Work order: What is needed is the complete listing, repeated exactly.

BEGIN

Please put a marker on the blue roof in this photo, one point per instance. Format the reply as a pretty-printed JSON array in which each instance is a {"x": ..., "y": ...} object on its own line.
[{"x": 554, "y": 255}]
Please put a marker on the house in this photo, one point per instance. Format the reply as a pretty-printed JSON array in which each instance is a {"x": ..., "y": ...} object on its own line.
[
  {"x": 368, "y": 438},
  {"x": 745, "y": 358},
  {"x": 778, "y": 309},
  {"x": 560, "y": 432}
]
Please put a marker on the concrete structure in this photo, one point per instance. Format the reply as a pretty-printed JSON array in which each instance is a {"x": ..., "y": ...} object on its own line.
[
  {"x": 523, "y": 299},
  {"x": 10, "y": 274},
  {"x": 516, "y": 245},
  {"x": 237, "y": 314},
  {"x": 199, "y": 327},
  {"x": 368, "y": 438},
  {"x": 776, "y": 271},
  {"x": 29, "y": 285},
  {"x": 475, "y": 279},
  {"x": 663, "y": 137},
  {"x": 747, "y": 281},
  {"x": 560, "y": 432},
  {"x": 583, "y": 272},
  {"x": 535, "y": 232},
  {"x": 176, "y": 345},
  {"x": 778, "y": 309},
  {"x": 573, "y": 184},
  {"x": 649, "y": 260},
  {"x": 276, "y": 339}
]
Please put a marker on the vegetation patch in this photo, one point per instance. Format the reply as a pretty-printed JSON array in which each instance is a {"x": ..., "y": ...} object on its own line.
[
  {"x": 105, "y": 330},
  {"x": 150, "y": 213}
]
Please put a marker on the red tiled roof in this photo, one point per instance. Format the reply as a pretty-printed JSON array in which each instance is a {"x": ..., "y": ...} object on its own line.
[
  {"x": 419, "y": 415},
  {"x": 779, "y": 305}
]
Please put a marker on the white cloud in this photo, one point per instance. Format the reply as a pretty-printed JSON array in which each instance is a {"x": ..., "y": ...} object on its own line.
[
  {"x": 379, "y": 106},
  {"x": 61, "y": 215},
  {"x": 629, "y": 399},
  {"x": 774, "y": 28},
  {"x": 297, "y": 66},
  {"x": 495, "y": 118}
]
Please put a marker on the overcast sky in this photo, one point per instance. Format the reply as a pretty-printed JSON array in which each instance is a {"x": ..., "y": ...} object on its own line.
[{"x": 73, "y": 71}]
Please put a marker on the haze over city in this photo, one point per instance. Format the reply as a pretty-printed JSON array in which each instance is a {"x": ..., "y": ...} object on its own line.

END

Task solution:
Please put a marker on the blue roof in this photo, one point per instance. Format the reply as a pretty-printed JSON array in which each instance is a {"x": ..., "y": ...} object on its own line.
[{"x": 554, "y": 255}]
Please put a marker on the house in this photo, one point per instance. Format the reply as a pretty-printed JSON array in which each instance is a {"x": ..., "y": ...} object on its own line.
[
  {"x": 368, "y": 438},
  {"x": 745, "y": 358},
  {"x": 778, "y": 309},
  {"x": 560, "y": 432}
]
Please put a marker on the concrete structure in this photo, one point per instance. Format the reply as a pretty-printed JSON array in which each instance is a {"x": ..., "y": ...} object on its own line.
[
  {"x": 523, "y": 299},
  {"x": 10, "y": 274},
  {"x": 516, "y": 245},
  {"x": 237, "y": 314},
  {"x": 199, "y": 327},
  {"x": 368, "y": 438},
  {"x": 776, "y": 271},
  {"x": 29, "y": 285},
  {"x": 475, "y": 279},
  {"x": 663, "y": 137},
  {"x": 747, "y": 281},
  {"x": 560, "y": 432},
  {"x": 583, "y": 272},
  {"x": 535, "y": 232},
  {"x": 176, "y": 345},
  {"x": 778, "y": 309},
  {"x": 573, "y": 184},
  {"x": 649, "y": 260},
  {"x": 276, "y": 339}
]
Please put a marker on the vegetation patch in this photo, one point per instance. Format the reply as a pretty-printed JSON array in which each instance is a {"x": ..., "y": ...} object on its own line.
[
  {"x": 105, "y": 330},
  {"x": 150, "y": 213}
]
Please put a marker on the red tiled roof in this photo, one point per instance. Format the reply as a pretty-printed JSON array in which each instance is a {"x": ..., "y": ...} object on its own line.
[
  {"x": 419, "y": 415},
  {"x": 779, "y": 305}
]
Please put a marker on the white cloud in this photo, one point per instance. Format the reply as a pretty-printed JSON array in which each instance is a {"x": ..., "y": ...} object on its own line.
[
  {"x": 379, "y": 106},
  {"x": 61, "y": 215},
  {"x": 629, "y": 399},
  {"x": 774, "y": 28},
  {"x": 297, "y": 66},
  {"x": 495, "y": 118}
]
Please put a marker on the overcast sky in this photo, one point per instance. Format the reply as a pretty-printed JSON array in which each instance is a {"x": ..., "y": ...} object on its own line.
[{"x": 73, "y": 71}]
Please put a marker on the haze over city in this photo, one point per instance. Format the reply as a pretty-printed JSON array in which each instance is a {"x": ..., "y": ...} object on its own line.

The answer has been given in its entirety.